EXERCISE DETAILS | Each line below needs to be repeated precisely as it is.
======== SOURCE MATERIAL
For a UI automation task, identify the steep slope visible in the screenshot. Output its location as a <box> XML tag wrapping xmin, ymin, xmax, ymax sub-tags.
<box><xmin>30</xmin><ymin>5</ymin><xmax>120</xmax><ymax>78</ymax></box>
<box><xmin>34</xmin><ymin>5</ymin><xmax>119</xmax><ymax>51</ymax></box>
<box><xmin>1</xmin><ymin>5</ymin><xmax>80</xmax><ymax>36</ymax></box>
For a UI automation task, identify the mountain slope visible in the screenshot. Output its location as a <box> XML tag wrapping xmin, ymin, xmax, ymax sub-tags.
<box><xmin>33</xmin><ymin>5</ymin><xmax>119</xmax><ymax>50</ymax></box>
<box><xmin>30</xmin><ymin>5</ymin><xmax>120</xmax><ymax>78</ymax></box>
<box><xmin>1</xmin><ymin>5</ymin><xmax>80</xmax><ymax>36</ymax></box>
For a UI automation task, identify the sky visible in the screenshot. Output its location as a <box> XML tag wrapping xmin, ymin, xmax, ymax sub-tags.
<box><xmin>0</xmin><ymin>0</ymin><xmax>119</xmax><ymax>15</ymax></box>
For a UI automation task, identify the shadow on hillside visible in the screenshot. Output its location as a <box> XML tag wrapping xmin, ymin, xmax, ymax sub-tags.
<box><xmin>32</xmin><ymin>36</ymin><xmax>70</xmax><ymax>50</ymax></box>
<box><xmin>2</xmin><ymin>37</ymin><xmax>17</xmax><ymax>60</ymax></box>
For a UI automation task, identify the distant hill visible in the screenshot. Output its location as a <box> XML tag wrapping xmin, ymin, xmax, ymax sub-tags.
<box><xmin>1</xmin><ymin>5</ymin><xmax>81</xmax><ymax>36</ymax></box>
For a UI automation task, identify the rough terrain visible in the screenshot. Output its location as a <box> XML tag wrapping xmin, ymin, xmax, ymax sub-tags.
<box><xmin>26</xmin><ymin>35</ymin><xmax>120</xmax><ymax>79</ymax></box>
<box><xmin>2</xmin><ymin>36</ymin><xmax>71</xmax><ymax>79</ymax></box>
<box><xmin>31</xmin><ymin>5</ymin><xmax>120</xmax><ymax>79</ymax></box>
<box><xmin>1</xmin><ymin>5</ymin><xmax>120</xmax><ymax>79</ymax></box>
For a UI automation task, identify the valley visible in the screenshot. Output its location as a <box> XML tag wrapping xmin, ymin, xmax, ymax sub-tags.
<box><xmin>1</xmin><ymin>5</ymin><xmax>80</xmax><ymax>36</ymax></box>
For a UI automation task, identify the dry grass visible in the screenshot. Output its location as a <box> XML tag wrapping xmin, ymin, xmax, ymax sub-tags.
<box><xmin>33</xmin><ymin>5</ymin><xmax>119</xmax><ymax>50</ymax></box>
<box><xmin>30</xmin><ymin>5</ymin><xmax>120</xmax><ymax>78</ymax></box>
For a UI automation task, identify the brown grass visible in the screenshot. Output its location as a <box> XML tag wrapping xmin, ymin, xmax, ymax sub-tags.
================
WORKED SOLUTION |
For a UI automation task, identify the steep slope visible in the screenshot. Output its location as a <box> XML tag wrapping xmin, ymin, xmax, ymax sub-tags.
<box><xmin>30</xmin><ymin>5</ymin><xmax>120</xmax><ymax>78</ymax></box>
<box><xmin>34</xmin><ymin>5</ymin><xmax>119</xmax><ymax>51</ymax></box>
<box><xmin>1</xmin><ymin>5</ymin><xmax>80</xmax><ymax>36</ymax></box>
For a UI automation task, identify the mountain slope visible in the screenshot. Output its location as a <box> XML tag wrapping xmin, ymin, xmax, ymax sub-tags.
<box><xmin>33</xmin><ymin>5</ymin><xmax>119</xmax><ymax>50</ymax></box>
<box><xmin>30</xmin><ymin>5</ymin><xmax>120</xmax><ymax>78</ymax></box>
<box><xmin>1</xmin><ymin>5</ymin><xmax>80</xmax><ymax>36</ymax></box>
For a UI automation task, identify the sky visible in the screenshot. Output its location as a <box> XML tag wrapping xmin, ymin, xmax, ymax sub-tags.
<box><xmin>0</xmin><ymin>0</ymin><xmax>119</xmax><ymax>15</ymax></box>
For a UI automation task, identify the shadow on hillside visible in the screenshot. Output its location as a <box> XML tag wrapping xmin, ymin, xmax, ymax sub-tags.
<box><xmin>32</xmin><ymin>36</ymin><xmax>70</xmax><ymax>50</ymax></box>
<box><xmin>2</xmin><ymin>37</ymin><xmax>17</xmax><ymax>60</ymax></box>
For a UI automation task, identify the distant hill visible in the screenshot. Output its location as a <box> XML tag wrapping xmin, ymin, xmax, ymax sub-tags.
<box><xmin>1</xmin><ymin>5</ymin><xmax>81</xmax><ymax>36</ymax></box>
For a UI automation task, identify the rough terrain visible in the screenshot. Output its location as a <box> XML tag wrapping xmin, ymin, xmax, ymax sub-tags.
<box><xmin>26</xmin><ymin>35</ymin><xmax>120</xmax><ymax>79</ymax></box>
<box><xmin>2</xmin><ymin>36</ymin><xmax>71</xmax><ymax>79</ymax></box>
<box><xmin>31</xmin><ymin>5</ymin><xmax>120</xmax><ymax>79</ymax></box>
<box><xmin>1</xmin><ymin>5</ymin><xmax>120</xmax><ymax>79</ymax></box>
For a UI automation task, identify the valley visible in the screenshot. Output its location as a <box> XML tag wrapping xmin, ymin, xmax, ymax sub-tags.
<box><xmin>1</xmin><ymin>5</ymin><xmax>80</xmax><ymax>36</ymax></box>
For a UI automation task, identify the dry grass visible in the screenshot. Output its location as a <box> XML tag wrapping xmin, ymin, xmax, ymax sub-tags.
<box><xmin>33</xmin><ymin>5</ymin><xmax>119</xmax><ymax>50</ymax></box>
<box><xmin>30</xmin><ymin>5</ymin><xmax>120</xmax><ymax>78</ymax></box>
For a UI automation task, identify the brown grass visible in the screenshot. Output its location as a <box> XML tag wrapping xmin, ymin, xmax, ymax sub-tags.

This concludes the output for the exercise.